===== MATERIAL TO PROCESS
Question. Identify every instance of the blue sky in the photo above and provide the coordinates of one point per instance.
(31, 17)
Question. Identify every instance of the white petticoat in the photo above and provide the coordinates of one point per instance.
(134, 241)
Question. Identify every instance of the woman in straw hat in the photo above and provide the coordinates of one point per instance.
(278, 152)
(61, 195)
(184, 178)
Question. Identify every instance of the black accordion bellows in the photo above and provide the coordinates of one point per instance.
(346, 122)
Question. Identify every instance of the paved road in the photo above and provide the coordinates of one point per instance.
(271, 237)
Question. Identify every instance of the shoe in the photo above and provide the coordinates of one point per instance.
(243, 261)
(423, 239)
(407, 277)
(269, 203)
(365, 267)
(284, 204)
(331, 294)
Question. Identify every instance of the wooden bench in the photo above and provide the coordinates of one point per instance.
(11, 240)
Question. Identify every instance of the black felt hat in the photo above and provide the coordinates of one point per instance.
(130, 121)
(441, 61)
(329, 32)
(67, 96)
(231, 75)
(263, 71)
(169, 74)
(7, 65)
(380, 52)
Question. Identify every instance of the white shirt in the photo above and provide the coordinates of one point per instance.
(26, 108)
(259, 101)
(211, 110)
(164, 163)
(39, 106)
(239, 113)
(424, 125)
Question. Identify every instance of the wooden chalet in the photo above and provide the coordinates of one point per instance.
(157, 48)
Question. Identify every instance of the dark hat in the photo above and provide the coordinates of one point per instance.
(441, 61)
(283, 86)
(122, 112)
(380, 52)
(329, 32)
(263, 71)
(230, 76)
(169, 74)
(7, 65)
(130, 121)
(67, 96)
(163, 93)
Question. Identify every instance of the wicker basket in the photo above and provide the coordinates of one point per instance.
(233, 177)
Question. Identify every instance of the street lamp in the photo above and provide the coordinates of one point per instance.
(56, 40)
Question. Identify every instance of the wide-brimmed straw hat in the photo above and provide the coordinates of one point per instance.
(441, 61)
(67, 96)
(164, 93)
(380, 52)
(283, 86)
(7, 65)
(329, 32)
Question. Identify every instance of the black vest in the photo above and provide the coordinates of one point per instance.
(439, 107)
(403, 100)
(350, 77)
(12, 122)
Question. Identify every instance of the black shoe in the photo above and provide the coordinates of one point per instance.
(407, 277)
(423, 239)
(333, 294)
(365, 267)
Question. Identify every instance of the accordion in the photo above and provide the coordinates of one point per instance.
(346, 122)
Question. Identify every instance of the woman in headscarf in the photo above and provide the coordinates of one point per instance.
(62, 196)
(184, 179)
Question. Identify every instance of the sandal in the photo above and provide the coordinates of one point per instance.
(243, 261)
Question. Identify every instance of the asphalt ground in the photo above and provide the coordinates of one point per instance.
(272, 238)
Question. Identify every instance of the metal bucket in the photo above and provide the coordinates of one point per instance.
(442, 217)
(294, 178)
==========
===== MATERIAL TO PROCESS
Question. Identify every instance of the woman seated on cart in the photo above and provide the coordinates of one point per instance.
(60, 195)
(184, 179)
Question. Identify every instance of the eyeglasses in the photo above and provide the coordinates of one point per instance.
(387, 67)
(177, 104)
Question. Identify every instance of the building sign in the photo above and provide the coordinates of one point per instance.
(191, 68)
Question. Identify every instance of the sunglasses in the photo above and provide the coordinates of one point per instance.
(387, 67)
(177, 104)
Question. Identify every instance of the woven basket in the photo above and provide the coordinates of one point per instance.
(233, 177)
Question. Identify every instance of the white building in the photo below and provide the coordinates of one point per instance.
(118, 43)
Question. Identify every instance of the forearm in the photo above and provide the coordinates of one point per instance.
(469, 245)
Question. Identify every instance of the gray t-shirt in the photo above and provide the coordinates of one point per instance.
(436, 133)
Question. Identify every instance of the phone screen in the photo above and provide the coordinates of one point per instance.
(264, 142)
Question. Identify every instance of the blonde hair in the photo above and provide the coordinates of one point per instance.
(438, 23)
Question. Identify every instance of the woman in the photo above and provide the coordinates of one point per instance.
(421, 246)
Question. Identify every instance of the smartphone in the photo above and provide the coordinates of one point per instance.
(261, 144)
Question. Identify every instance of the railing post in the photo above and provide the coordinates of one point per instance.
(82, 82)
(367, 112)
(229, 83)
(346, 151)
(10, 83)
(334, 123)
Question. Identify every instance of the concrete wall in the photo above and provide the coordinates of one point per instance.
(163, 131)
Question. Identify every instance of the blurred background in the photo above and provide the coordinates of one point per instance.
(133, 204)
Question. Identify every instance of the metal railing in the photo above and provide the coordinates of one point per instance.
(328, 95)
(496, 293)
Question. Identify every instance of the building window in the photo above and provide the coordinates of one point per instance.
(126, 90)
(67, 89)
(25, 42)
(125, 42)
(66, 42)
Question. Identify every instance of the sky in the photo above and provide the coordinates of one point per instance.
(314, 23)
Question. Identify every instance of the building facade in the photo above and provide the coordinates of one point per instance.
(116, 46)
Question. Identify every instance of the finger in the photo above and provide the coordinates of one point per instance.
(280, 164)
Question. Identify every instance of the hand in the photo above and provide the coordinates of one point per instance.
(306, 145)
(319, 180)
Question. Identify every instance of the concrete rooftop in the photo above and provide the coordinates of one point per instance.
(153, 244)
==========
Gather each line of the listing above that contains the string "railing", copying every such line in full.

- COMPLETE RESPONSE -
Question. Identify every instance of the railing post in the photo above and provide the coordinates of one point per instance.
Question. Identify every instance of the metal railing in the photo above and provide the coordinates of one point per instance.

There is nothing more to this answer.